■ Description of the task ■
Copy each of the following rows word for word, without changing anything.

[Start of Material for this exercise]

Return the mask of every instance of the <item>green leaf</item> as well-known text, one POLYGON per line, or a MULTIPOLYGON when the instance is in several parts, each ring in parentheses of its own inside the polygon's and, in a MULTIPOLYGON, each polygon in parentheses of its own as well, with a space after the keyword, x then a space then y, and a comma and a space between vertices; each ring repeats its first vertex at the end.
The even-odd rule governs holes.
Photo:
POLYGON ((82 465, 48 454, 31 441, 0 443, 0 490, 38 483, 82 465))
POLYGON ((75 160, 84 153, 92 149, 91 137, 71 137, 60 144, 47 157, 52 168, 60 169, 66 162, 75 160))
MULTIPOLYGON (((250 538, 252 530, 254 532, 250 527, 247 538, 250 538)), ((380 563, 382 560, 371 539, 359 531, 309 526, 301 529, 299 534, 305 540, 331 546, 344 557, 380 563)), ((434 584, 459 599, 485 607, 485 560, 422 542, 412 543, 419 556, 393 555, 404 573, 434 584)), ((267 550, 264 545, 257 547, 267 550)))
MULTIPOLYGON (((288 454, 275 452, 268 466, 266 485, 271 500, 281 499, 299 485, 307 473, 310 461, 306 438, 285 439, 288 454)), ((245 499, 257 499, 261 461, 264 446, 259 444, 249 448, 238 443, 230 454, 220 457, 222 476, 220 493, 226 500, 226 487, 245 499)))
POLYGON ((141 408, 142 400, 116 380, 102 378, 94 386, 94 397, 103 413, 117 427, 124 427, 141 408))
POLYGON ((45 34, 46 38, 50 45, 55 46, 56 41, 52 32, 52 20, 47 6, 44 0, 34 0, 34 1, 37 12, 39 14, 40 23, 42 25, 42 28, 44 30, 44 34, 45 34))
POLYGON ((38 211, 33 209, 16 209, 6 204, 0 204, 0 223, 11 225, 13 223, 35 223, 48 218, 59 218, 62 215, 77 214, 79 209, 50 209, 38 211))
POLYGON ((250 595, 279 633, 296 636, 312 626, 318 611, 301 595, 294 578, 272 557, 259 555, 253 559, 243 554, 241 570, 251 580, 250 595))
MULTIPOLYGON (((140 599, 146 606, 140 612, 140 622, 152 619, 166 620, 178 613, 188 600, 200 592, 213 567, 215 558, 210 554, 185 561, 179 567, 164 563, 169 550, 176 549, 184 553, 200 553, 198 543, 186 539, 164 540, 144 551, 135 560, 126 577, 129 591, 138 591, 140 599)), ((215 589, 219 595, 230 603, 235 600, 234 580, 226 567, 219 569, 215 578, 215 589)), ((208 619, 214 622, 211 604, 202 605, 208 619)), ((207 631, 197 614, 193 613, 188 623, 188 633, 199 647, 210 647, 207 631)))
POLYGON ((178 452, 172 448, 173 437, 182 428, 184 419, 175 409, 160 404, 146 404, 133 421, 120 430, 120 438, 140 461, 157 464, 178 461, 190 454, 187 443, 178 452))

[End of Material for this exercise]

■ Response ■
Return the mask of every instance of the <item>green leaf</item> as well-known text, one POLYGON per line, or a MULTIPOLYGON when the instance is in several parts, each ring in parentheses of its own inside the polygon's and, in a MULTIPOLYGON, each polygon in parentheses of its own as well, with a space after the keyword, x then a space then y, and a comma and a space between vertices; each ring repeats its first vertex at the end.
The even-odd rule governs holes.
Photo:
POLYGON ((82 465, 48 454, 31 441, 0 443, 0 490, 38 483, 82 465))
POLYGON ((75 160, 84 153, 92 149, 91 137, 71 137, 60 144, 47 157, 52 168, 60 169, 66 162, 75 160))
MULTIPOLYGON (((250 538, 252 530, 254 532, 250 527, 247 538, 250 538)), ((380 563, 382 560, 371 539, 359 531, 309 526, 301 529, 299 534, 305 540, 331 546, 344 557, 380 563)), ((434 584, 459 599, 485 607, 485 560, 422 542, 412 543, 419 556, 393 555, 404 573, 434 584)), ((267 550, 264 545, 257 547, 267 550)))
MULTIPOLYGON (((288 454, 275 452, 268 466, 266 485, 271 500, 281 499, 299 485, 307 473, 310 461, 306 438, 285 439, 288 454)), ((245 499, 257 499, 261 461, 264 446, 259 444, 249 448, 238 443, 230 454, 220 457, 222 476, 220 493, 226 500, 226 487, 245 499)))
POLYGON ((141 408, 142 400, 116 380, 102 378, 94 386, 94 397, 103 413, 117 427, 124 427, 141 408))
POLYGON ((45 34, 46 38, 50 45, 55 46, 56 41, 52 32, 52 20, 47 6, 44 0, 34 0, 34 1, 37 12, 39 14, 40 23, 42 25, 42 28, 44 30, 44 34, 45 34))
POLYGON ((38 211, 33 209, 16 209, 6 204, 0 204, 0 223, 11 225, 13 223, 35 223, 48 218, 59 218, 62 215, 77 214, 79 209, 50 209, 38 211))
POLYGON ((250 595, 279 633, 296 636, 312 626, 318 611, 301 595, 294 578, 272 557, 259 555, 253 559, 243 554, 241 570, 251 580, 250 595))
MULTIPOLYGON (((140 599, 146 606, 140 612, 140 622, 152 619, 166 620, 178 613, 188 600, 200 592, 213 567, 215 558, 210 554, 185 561, 179 567, 164 563, 169 550, 176 549, 184 553, 200 553, 198 543, 186 539, 164 540, 144 551, 135 560, 126 577, 129 591, 138 591, 140 599)), ((215 589, 219 595, 230 603, 235 600, 234 580, 226 567, 219 569, 215 578, 215 589)), ((208 619, 214 622, 211 604, 202 605, 208 619)), ((207 631, 197 614, 193 613, 188 623, 188 633, 199 647, 210 647, 207 631)))
POLYGON ((178 452, 172 448, 173 437, 182 428, 184 419, 175 409, 160 404, 146 404, 133 421, 120 430, 120 438, 140 461, 157 464, 178 461, 190 454, 187 443, 178 452))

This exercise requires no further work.